● **Job**:
Write out every line of the rows below as a JSON list of strings, one string per line, with blank lines dropped. Leave the pictures out of the answer.
-- Begin --
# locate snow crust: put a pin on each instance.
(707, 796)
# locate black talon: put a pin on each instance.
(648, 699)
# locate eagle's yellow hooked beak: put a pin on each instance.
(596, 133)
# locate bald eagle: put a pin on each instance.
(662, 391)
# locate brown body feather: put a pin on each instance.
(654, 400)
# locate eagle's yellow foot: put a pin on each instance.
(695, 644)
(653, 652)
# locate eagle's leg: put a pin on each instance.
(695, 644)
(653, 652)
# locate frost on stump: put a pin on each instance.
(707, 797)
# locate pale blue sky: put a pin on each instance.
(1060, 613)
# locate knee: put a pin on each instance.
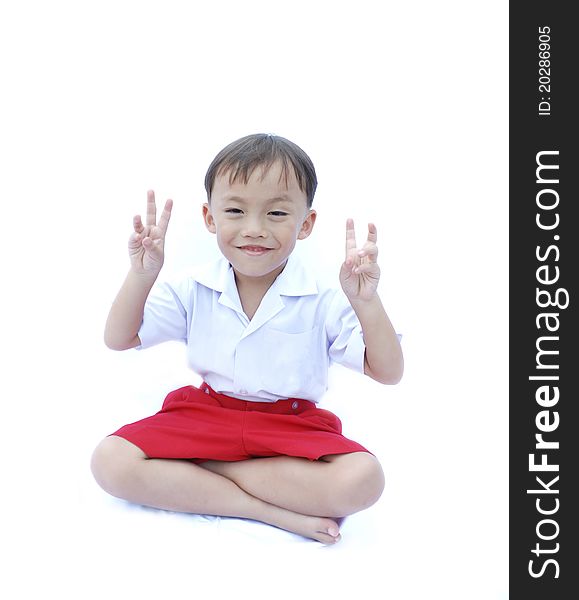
(112, 462)
(360, 484)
-- End --
● **Written response**:
[
  "# locate snow crust: put a pin on each instance.",
  "(707, 796)",
  "# locate black talon: put a pin on each instance.",
  "(648, 699)",
  "# locate eagle's yellow hooked beak: put a pin on each instance.",
  "(596, 133)",
  "# locate bald eagle: put a pin on each instance.",
  "(662, 391)",
  "# locate brown body feather: put a pin on each instance.",
  "(654, 400)",
  "# locate eagle's yellow foot: put a pin on each instance.",
  "(695, 644)",
  "(653, 652)",
  "# locate eagle's leg: put a pin on each instance.",
  "(695, 644)",
  "(653, 652)",
  "# locate frost on stump: put a pin on each instance.",
  "(707, 797)",
  "# locate pale blue sky: put a pin on each instance.",
  "(1060, 613)",
  "# locate knee: put a pin on each instance.",
  "(112, 462)",
  "(360, 484)"
]